> **AUSZUG**:

☆ ☆ ☆

Akademischer Festakt zu Ehren der „Powerfrau“ Erentrudis
SALZBURG (Land Salzburg/eds) / Nach heutigen Maßstäben war Salzburgs „Landesmutter“ Erentrudis eine echte „Powerfrau“, die Geschichte geschrieben hat. Als mächtige Äbtissin stand sie vor 1.300 Jahren dem Stift Nonnberg vor – zentral für die frühe christliche Gemeinde Salzburgs sowie ein bedeutender Wirtschaftsbetrieb. Nach ihrem Tod, vermutlich 718, wurde ihr Grab zur Pilgerstätte und sie seither als Heilige verehrt. Historiker Wolfgang Neuper hat sich intensiv mit Erentrudis auseinandergesetzt. Der Archivar arbeitet seit einem Jahr im Salzburger Landesarchiv, davor war er 15 Jahre im Archiv der Erzdiözese Salzburg tätig. Im Gespräch mit dem Landes-Medienzentrum (LMZ) anlässlich des Festaktes am Mittwochabend im Domquartier hob der Experte für Mittelalterliche Geschichte Erentrudis Gastfreundschaft und Nächstenliebe hervor.

☆ ☆ ☆

> **Einträge mit beschrifteten Flächenumrissen**:
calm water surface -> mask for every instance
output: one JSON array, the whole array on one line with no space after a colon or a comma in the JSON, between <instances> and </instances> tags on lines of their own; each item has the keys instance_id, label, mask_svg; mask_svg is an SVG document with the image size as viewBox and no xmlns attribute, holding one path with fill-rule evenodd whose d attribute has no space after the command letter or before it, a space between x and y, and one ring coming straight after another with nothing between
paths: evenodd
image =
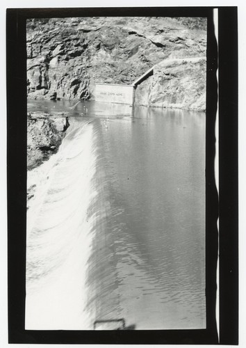
<instances>
[{"instance_id":1,"label":"calm water surface","mask_svg":"<svg viewBox=\"0 0 246 348\"><path fill-rule=\"evenodd\" d=\"M205 114L74 104L28 105L70 127L28 217L26 326L205 328Z\"/></svg>"}]
</instances>

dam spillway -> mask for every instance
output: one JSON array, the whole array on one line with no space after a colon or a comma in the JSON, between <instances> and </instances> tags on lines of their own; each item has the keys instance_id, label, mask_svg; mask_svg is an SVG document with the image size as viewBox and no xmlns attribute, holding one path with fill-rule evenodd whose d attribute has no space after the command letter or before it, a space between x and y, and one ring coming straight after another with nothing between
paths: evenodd
<instances>
[{"instance_id":1,"label":"dam spillway","mask_svg":"<svg viewBox=\"0 0 246 348\"><path fill-rule=\"evenodd\" d=\"M85 105L34 170L26 329L204 328L204 115Z\"/></svg>"}]
</instances>

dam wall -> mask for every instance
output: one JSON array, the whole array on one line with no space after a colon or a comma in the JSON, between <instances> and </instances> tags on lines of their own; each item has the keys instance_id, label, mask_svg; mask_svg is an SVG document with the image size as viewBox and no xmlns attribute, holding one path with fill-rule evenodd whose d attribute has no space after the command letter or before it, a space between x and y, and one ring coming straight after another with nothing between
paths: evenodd
<instances>
[{"instance_id":1,"label":"dam wall","mask_svg":"<svg viewBox=\"0 0 246 348\"><path fill-rule=\"evenodd\" d=\"M134 86L120 84L96 84L96 102L133 104Z\"/></svg>"}]
</instances>

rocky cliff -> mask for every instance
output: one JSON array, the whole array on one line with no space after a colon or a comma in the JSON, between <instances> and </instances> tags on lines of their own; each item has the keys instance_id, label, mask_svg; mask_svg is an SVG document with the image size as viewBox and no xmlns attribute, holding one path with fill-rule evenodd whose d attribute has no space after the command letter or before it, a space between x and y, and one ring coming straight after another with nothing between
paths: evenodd
<instances>
[{"instance_id":1,"label":"rocky cliff","mask_svg":"<svg viewBox=\"0 0 246 348\"><path fill-rule=\"evenodd\" d=\"M154 68L153 75L138 86L138 105L206 109L206 57L167 59Z\"/></svg>"},{"instance_id":2,"label":"rocky cliff","mask_svg":"<svg viewBox=\"0 0 246 348\"><path fill-rule=\"evenodd\" d=\"M165 65L167 60L204 57L206 46L205 18L29 19L28 96L51 100L93 99L96 82L131 84L148 69L161 62ZM200 102L195 100L197 93L189 102L186 96L181 100L181 95L186 93L186 77L190 76L189 93L197 89L200 95L204 94L204 100L205 63L202 59L195 64L182 63L179 68L179 64L175 67L169 65L167 72L162 70L163 65L158 65L154 77L139 86L142 96L136 101L156 106L172 104L174 107L179 104L179 107L184 104L189 108L196 103L198 105ZM191 86L192 81L194 86ZM167 100L167 90L170 92ZM179 96L175 97L175 91Z\"/></svg>"},{"instance_id":3,"label":"rocky cliff","mask_svg":"<svg viewBox=\"0 0 246 348\"><path fill-rule=\"evenodd\" d=\"M27 116L27 169L41 164L56 153L69 127L65 116L28 113Z\"/></svg>"}]
</instances>

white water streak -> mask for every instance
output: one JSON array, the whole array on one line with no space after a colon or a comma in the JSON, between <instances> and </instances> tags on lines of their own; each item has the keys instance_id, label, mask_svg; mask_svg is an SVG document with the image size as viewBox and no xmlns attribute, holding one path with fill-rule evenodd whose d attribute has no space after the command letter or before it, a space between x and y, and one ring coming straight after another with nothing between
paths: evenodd
<instances>
[{"instance_id":1,"label":"white water streak","mask_svg":"<svg viewBox=\"0 0 246 348\"><path fill-rule=\"evenodd\" d=\"M93 125L80 125L71 127L58 152L28 180L30 185L35 179L37 187L27 216L26 329L91 329L85 279L92 223L86 216L96 194L96 149Z\"/></svg>"}]
</instances>

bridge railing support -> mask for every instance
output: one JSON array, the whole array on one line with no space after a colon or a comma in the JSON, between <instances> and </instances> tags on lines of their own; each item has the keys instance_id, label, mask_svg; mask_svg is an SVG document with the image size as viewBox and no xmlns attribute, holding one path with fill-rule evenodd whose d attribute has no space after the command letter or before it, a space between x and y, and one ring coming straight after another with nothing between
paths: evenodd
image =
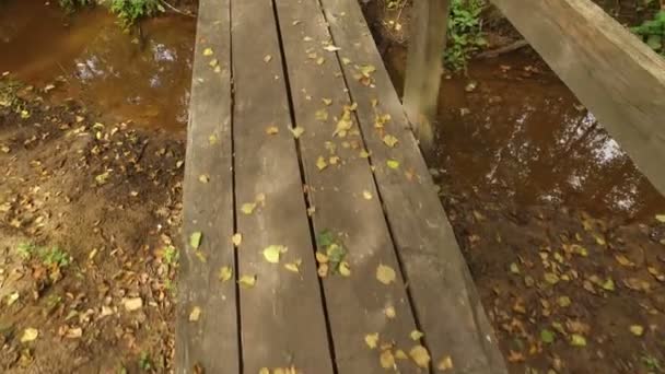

☆ ☆ ☆

> **ÜBUNGSAUFGABE 1**: Wie begründet der Text über Erentrudis, dass sie nach heutigen Maßstäben eine „Powerfrau“ war?
> **ÜBUNGSAUFGABE 2**: Schreibe aus den Datensätzen den Abschnitt ab, der mit der Zeile beginnt, die „bridge railing support“ enthält, und bis zum Ende der Datensätze reicht, beide Enden eingeschlossen. Lass die Bilder dabei weg.

> **AUSGEARBEITETE LÖSUNG 1**: Als mächtige Äbtissin stand sie vor 1.300 Jahren dem Stift Nonnberg vor. Dieses war zentral für die frühe christliche Gemeinde Salzburgs und zugleich ein bedeutender Wirtschaftsbetrieb. Damit hat sie Geschichte geschrieben.

> **AUSGEARBEITETE LÖSUNG 2**:
bridge railing support -> mask for every instance
output: one JSON array, the whole array on one line with no space after a colon or a comma in the JSON, between <instances> and </instances> tags on lines of their own; each item has the keys instance_id, label, mask_svg; mask_svg is an SVG document with the image size as viewBox and no xmlns attribute, holding one path with fill-rule evenodd whose d attribute has no space after the command letter or before it, a space between x and y, and one ring coming straight after another with nothing between
paths: evenodd
image =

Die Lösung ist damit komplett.